### Load transactions
This script loads all transactions from the `transactions` folder. This is about 180days, 2M+ transaction records. FYI: they do not contain PII data, no worries.

It uses `pandas`, the most common data handling library in python.

In [None]:
import pandas as pd
import glob
import os
from pathlib import Path

# Get all CSV files from the transactions folder
csv_files = glob.glob("transactions/*.csv")

# Read and combine all CSV files
dataframes = []
for file in csv_files:
    try:
        df = pd.read_csv(file)
        # Add a column to track which file each row came from
        df['source_file'] = os.path.basename(file)
        dataframes.append(df)
    except Exception as e:
        print(f"Error loading {file}: {e}")

# Combine all dataframes
if dataframes:
    transactions = pd.concat(dataframes, ignore_index=True)
    print(f"Loaded {len(transactions):,} transactions")
    

In [None]:
# Convert Creation Date to datetime for proper date operations
transactions['Creation Date'] = pd.to_datetime(transactions['Creation Date'])

display(transactions.head())

### User Names per Account with number of Transactions

In [None]:
# Analysis: Transactions per Account and User Name
transactions_by_account_user = transactions.groupby(['Account', 'User Name']).size().reset_index(name='Transaction Count')

**Set exercise 1**
Answer these questions about the notebook above.
(a) Roughly how many days of transactions does it load?
(b) What is the name of the column it adds to record which file each row came from?
(c) Which column does it convert to datetime?
**Set exercise 2**
Reproduce the part of the notebook starting at "# Read and combine" and ending at "dataframes.append(df)", word for word.
**Set exercise 3**
Summarize the notebook in two sentences.

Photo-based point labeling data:
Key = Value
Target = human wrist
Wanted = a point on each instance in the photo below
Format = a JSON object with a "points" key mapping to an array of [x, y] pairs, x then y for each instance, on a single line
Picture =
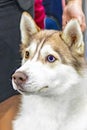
{"points": [[79, 2]]}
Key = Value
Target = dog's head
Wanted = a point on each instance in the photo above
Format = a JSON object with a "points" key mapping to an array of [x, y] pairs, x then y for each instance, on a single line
{"points": [[51, 60]]}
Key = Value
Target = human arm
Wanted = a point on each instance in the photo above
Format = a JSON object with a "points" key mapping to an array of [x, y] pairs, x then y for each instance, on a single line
{"points": [[73, 9]]}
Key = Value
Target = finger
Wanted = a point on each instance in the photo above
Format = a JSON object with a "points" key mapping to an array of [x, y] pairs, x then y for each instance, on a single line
{"points": [[83, 26]]}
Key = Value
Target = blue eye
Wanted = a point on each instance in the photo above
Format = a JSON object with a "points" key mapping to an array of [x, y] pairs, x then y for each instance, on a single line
{"points": [[51, 58]]}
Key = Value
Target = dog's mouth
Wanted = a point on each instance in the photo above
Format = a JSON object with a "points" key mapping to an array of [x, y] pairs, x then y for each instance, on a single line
{"points": [[23, 91]]}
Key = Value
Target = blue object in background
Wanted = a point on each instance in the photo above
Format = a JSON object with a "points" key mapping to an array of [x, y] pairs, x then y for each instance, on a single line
{"points": [[53, 9]]}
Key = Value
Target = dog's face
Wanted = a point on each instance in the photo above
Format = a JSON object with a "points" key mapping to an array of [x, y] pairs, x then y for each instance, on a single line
{"points": [[52, 60]]}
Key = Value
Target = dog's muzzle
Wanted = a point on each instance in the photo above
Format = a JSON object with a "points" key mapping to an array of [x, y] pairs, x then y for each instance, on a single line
{"points": [[19, 78]]}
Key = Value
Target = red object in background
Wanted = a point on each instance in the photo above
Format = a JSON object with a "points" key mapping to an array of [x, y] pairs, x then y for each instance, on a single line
{"points": [[39, 13]]}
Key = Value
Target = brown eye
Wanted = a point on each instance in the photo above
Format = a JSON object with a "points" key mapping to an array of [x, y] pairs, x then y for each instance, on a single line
{"points": [[27, 54]]}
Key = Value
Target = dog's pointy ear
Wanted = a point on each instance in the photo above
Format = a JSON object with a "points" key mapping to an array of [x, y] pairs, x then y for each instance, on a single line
{"points": [[28, 27], [73, 37]]}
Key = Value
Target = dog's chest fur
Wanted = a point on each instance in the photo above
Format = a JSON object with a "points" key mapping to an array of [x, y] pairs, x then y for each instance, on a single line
{"points": [[65, 112]]}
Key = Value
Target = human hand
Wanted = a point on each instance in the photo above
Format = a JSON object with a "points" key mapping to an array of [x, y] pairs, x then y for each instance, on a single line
{"points": [[74, 10]]}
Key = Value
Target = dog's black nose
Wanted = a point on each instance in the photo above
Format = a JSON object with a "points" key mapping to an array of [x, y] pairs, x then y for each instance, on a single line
{"points": [[19, 78]]}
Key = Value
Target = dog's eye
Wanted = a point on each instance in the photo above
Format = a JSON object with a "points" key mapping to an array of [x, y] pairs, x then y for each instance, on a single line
{"points": [[51, 58], [27, 54]]}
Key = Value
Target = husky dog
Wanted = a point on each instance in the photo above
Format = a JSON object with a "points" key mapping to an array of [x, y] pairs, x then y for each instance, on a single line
{"points": [[52, 78]]}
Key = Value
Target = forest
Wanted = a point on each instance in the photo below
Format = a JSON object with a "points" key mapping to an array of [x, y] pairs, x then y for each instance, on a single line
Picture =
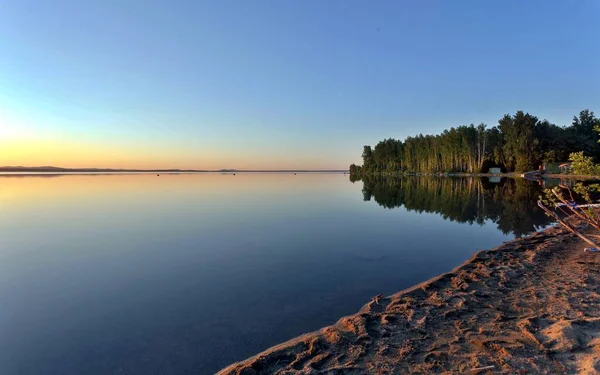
{"points": [[518, 143]]}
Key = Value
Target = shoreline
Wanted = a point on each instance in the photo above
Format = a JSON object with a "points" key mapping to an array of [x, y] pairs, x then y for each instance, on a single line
{"points": [[527, 305], [502, 175]]}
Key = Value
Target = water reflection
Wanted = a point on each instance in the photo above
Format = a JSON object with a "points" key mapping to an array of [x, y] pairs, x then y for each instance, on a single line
{"points": [[509, 203]]}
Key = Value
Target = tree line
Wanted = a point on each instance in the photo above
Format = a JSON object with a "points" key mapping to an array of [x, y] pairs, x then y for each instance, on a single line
{"points": [[519, 143]]}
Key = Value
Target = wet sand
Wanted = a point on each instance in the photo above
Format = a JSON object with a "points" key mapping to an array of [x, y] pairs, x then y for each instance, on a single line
{"points": [[529, 306]]}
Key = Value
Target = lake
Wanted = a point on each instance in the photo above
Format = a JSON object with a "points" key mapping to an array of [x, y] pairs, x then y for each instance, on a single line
{"points": [[184, 274]]}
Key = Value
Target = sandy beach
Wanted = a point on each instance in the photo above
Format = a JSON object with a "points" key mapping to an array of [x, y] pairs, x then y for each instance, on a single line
{"points": [[529, 306]]}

**Task solution 1**
(a) About 180 days.
(b) source_file
(c) Creation Date

**Task solution 2**
# Read and combine all CSV files
dataframes = []
for file in csv_files:
    try:
        df = pd.read_csv(file)
        # Add a column to track which file each row came from
        df['source_file'] = os.path.basename(file)
        dataframes.append(df)

**Task solution 3**
The notebook uses pandas to load more than 2 million transaction records, covering about 180 days, from the CSV files in the `transactions` folder, tagging each row with its source file and combining everything into one table. It then converts the Creation Date column to datetime and groups the transactions by Account and User Name to count them.